Referring expression data:
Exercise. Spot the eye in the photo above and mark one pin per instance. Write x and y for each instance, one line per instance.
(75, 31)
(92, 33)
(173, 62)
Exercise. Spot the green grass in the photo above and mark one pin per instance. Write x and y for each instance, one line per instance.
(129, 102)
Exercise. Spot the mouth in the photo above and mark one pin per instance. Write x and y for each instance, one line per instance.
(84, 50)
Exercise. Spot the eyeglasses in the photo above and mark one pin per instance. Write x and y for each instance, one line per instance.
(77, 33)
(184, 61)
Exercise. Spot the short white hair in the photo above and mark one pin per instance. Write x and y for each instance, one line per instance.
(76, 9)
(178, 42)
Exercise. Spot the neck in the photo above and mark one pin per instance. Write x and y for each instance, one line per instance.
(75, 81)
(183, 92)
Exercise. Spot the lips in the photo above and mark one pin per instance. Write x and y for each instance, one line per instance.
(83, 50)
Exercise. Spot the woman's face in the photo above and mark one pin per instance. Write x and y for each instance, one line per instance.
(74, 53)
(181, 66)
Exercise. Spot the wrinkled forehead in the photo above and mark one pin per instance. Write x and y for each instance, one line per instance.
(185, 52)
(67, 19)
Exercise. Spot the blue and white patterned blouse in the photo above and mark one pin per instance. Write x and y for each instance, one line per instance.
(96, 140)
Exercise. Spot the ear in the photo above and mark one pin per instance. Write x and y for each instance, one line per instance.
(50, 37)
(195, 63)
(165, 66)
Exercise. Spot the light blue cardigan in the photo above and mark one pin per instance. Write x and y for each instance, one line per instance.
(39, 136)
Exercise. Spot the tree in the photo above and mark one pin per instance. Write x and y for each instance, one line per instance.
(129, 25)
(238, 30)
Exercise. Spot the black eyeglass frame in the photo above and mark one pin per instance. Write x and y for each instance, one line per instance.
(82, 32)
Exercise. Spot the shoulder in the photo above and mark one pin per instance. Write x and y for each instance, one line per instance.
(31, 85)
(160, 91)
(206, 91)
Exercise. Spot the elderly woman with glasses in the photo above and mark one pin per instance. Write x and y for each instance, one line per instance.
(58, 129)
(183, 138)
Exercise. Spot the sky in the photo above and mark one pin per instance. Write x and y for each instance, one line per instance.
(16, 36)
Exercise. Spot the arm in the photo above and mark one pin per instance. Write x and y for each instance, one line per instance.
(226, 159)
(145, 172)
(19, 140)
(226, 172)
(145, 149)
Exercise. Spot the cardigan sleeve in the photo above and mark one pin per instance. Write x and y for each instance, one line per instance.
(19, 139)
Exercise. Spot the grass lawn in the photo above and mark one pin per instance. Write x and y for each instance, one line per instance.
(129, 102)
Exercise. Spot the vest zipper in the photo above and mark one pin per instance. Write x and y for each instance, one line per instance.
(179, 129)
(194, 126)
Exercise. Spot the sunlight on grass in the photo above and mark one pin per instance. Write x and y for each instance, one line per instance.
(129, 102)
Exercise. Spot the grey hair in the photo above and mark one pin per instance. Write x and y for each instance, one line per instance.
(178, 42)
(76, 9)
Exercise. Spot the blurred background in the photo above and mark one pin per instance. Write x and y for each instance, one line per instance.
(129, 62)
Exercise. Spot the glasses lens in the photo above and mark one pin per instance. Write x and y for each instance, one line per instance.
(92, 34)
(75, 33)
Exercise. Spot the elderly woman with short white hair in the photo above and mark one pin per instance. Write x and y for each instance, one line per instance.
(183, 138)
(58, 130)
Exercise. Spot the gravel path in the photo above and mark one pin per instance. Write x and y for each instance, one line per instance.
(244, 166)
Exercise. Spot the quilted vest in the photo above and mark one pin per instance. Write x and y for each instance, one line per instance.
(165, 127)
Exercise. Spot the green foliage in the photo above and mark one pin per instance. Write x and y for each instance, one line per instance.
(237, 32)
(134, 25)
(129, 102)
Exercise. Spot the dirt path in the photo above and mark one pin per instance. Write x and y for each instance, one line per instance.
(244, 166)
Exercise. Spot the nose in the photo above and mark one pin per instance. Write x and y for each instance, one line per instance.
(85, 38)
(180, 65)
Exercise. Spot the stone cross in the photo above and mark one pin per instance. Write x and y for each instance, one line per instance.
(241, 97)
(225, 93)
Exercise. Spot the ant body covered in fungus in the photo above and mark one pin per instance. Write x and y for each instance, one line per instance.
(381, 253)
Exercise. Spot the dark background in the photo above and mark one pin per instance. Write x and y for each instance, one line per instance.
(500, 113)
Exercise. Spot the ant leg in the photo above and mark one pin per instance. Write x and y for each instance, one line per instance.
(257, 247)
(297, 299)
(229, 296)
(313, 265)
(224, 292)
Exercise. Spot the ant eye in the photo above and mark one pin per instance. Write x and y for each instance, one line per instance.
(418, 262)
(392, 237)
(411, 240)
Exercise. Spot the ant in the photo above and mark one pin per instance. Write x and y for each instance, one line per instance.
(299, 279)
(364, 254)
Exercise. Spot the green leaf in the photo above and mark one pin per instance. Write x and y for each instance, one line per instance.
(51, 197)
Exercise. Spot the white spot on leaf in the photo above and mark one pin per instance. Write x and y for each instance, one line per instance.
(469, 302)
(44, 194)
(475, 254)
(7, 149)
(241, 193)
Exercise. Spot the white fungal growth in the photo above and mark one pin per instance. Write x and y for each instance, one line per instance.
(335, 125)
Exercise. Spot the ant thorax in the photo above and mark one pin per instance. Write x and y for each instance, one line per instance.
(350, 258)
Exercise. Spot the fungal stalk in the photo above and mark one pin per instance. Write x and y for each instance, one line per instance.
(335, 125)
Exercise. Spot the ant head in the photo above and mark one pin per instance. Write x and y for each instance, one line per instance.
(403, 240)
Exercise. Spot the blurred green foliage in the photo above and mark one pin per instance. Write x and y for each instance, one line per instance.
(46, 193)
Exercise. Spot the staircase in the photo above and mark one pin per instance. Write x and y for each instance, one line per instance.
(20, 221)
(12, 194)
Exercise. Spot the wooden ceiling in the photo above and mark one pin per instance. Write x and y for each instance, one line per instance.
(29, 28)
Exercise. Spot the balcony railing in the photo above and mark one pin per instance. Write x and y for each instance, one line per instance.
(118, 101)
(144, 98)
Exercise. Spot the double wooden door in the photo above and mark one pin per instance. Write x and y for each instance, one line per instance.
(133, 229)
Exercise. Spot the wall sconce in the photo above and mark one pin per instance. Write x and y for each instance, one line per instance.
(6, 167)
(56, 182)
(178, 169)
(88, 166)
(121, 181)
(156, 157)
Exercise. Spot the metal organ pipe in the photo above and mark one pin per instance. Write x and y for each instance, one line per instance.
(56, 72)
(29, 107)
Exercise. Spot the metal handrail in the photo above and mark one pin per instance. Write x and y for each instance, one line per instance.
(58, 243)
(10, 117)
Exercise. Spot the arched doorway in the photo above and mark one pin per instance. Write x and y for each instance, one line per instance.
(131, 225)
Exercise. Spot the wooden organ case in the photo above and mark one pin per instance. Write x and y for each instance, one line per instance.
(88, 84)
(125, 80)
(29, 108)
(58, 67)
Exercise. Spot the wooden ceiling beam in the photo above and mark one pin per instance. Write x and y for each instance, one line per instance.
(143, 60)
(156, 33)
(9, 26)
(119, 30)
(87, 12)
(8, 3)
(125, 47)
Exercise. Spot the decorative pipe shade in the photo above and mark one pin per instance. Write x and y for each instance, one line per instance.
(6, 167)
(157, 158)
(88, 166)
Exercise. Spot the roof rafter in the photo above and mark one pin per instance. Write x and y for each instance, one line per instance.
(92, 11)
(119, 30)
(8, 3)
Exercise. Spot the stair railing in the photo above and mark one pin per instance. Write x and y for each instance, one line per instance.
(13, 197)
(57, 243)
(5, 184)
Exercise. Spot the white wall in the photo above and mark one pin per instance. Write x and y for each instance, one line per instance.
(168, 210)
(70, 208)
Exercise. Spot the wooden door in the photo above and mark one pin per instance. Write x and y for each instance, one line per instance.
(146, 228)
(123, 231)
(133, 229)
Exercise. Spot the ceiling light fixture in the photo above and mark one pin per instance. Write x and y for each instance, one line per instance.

• Exercise aim
The lines to output run from the one containing "Exercise. Spot the stair railing" to the last line of the entries; give them back exactly.

• Exercise response
Exercise. Spot the stair railing in the photo above and mark one pin per instance. Write x and y for each instance, one line per instance.
(13, 197)
(57, 243)
(5, 184)
Exercise. Spot the white wall in the photo above and mark one pin per instance. Write x and y for each instance, one line per instance.
(168, 210)
(70, 208)
Exercise. Spot the wooden door in the photo above and mark one pin per instance. Write x and y for each instance, one line per instance.
(146, 228)
(123, 231)
(133, 229)
Exercise. Spot the ceiling light fixture in the photo above and mark one pin per instance. Write x and y for each instance, one line per instance.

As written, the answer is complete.